BEGIN PAGE TEXT

Most Americans want to keep coverage for pre-existing conditions

Multiple polls show that a majority of Americans want to keep the Affordable Care Act's mandated coverage for pre-existing conditions. 

A recent Washington Post/ABC News poll found 70 percent of Americans support a mandate on coverage for pre-existing conditions and other basic insurance benefits. 

But that's been a deal breaker for the far right 

But Republicans need to get the far right wing of their party on board to get a healthcare bill passed. 

This week, the GOP added the "MacArthur Amendment" to the American Health Care Act to do just that. 

The amendment was brokered by conservative House Freedom Caucus Chairman Mark Meadows and moderate Tuesday Group co-chair Tom MacArthur. 

The MacArthur Amendment 

The amendment gives states the ability to opt out of certain health insurance requirements, including fair coverage for people with pre-existing conditions. 

This means insurers in states that opt out could charge people with cancer, or another condition significantly more than other people. 

Insurers could also set their own essential health benefits, meaning they could drop some components of insurance packages that are currently required. 

Pressure is on the moderates 

The amended bill, which the Freedom Caucus officially endorsed Wednesday, is driving away more moderate Republicans. 

Some Republicans who supported the original bill are backing away from the new version. 

"It seems like a fairly complicated proposal and it's going to take a little while to review it... and make sure people are protected in terms of pre-existing conditions and I'm not there yet," Colorado Rep. Mike Coffman told reporters this week. 

Time to whip the votes 

Republicans can only afford to lose 22 votes and still pass the bill, since no Democrats are expected to support the legislation. 

At 10 Republicans have said they are voting "no" on the new bill, but many more are waffling. 

GOP leaders haven't ruled out the possibility of holding a vote on Friday, but House Speaker Paul Ryan told reporters Thursday they will wait until they are sure it can pass.

END PAGE TEXT
BEGIN INFORMATION GIVEN

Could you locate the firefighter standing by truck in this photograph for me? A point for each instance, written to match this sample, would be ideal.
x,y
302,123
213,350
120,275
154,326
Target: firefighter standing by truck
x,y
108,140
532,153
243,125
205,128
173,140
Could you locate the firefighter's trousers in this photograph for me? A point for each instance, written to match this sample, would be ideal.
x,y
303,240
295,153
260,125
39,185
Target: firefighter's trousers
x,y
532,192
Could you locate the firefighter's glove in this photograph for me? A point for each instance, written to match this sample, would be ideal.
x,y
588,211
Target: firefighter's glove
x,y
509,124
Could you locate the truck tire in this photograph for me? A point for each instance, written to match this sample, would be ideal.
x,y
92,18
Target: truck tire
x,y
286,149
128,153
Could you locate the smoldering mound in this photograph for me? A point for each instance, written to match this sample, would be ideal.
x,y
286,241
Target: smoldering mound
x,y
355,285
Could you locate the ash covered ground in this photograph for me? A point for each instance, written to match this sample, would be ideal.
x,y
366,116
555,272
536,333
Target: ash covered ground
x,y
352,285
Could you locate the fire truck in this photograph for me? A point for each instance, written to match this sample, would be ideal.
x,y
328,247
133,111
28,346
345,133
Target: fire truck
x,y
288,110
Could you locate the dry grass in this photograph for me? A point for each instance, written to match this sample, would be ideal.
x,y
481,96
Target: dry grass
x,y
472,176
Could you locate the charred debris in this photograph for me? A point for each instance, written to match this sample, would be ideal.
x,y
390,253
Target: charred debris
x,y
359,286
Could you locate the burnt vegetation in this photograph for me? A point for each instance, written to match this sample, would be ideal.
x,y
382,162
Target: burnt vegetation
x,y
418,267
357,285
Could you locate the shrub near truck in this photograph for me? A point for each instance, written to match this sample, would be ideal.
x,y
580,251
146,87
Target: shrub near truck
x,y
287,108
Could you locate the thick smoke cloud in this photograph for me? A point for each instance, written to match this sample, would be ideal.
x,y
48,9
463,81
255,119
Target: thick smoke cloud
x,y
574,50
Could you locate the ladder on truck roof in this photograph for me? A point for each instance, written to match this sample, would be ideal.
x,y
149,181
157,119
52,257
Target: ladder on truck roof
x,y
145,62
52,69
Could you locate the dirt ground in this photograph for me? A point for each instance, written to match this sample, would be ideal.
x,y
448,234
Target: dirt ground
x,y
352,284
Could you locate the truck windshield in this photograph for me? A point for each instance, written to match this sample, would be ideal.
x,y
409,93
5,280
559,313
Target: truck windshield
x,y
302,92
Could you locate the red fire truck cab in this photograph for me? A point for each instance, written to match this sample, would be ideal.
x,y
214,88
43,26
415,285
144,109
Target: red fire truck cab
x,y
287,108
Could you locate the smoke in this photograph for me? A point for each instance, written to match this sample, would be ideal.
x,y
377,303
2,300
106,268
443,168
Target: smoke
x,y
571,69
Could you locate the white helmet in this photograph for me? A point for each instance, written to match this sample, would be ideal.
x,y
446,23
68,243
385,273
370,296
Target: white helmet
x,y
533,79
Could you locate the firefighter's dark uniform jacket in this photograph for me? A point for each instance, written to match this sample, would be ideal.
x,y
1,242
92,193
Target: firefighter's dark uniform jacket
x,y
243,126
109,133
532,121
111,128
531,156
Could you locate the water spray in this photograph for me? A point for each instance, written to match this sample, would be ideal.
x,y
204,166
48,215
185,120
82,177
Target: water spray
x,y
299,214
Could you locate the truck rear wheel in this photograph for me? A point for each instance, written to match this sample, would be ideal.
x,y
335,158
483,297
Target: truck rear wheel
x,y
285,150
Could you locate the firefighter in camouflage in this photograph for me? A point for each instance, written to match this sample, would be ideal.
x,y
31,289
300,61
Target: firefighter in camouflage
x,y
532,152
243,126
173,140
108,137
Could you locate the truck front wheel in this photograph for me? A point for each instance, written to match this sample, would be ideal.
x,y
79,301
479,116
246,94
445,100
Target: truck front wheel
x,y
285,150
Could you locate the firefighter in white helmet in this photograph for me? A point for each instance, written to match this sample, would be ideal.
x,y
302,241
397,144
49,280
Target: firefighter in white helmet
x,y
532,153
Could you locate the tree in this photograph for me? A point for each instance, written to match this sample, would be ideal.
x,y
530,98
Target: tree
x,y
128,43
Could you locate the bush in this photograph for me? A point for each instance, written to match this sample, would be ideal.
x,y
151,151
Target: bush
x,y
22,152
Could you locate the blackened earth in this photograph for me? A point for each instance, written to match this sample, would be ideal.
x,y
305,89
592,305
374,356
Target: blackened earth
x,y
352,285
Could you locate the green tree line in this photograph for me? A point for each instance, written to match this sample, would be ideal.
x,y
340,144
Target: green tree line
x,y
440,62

END INFORMATION GIVEN
BEGIN INFORMATION GIVEN

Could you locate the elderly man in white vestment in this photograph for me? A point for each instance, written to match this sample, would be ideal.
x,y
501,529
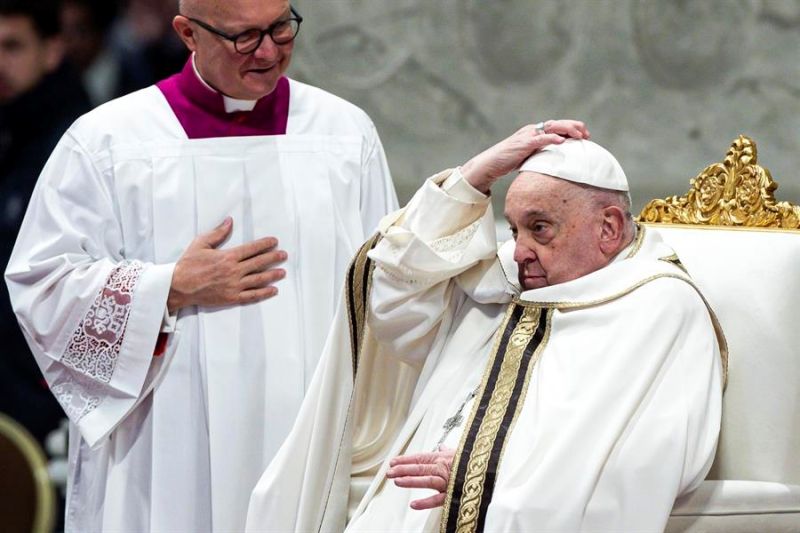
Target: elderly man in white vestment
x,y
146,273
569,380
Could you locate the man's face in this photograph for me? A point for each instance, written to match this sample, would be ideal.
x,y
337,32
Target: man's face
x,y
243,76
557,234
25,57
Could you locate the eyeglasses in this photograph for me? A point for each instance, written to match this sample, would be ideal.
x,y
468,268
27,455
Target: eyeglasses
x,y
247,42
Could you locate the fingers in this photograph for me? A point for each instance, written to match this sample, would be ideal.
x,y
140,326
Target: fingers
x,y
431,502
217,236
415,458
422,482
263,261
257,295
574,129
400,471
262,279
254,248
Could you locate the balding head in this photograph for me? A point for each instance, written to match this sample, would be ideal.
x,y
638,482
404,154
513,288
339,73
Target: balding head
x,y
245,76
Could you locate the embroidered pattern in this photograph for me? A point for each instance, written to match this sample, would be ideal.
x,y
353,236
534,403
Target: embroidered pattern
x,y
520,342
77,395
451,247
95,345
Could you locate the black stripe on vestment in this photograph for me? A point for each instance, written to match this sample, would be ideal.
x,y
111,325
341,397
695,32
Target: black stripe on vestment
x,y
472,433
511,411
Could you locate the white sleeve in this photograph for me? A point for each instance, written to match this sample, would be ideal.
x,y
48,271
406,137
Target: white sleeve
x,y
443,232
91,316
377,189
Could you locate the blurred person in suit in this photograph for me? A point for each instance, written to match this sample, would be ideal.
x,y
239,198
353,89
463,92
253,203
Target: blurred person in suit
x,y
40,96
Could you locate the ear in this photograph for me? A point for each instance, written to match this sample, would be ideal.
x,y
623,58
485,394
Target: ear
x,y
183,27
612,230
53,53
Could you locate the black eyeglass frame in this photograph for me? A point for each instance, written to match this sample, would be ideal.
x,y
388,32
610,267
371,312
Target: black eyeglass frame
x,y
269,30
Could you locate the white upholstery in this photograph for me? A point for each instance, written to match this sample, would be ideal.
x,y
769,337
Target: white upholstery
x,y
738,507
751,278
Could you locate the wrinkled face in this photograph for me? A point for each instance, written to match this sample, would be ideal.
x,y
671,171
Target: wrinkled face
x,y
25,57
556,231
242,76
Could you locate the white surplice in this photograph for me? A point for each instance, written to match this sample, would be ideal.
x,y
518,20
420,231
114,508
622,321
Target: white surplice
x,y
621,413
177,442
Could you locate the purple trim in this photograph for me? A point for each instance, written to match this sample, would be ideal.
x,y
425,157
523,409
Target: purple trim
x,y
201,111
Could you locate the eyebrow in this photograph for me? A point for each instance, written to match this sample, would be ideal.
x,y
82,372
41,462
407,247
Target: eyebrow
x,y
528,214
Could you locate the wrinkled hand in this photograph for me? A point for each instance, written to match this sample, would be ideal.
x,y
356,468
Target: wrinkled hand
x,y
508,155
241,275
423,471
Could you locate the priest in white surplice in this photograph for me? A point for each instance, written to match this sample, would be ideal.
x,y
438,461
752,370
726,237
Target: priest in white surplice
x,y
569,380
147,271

END INFORMATION GIVEN

### PROBLEM TO SOLVE
Repeat word for word the part of the pre-existing conditions article that opens with the words containing "Multiple polls show" and closes with "basic insurance benefits.". None of the data is needed here.

### TASK SOLUTION
Multiple polls show that a majority of Americans want to keep the Affordable Care Act's mandated coverage for pre-existing conditions. 

A recent Washington Post/ABC News poll found 70 percent of Americans support a mandate on coverage for pre-existing conditions and other basic insurance benefits.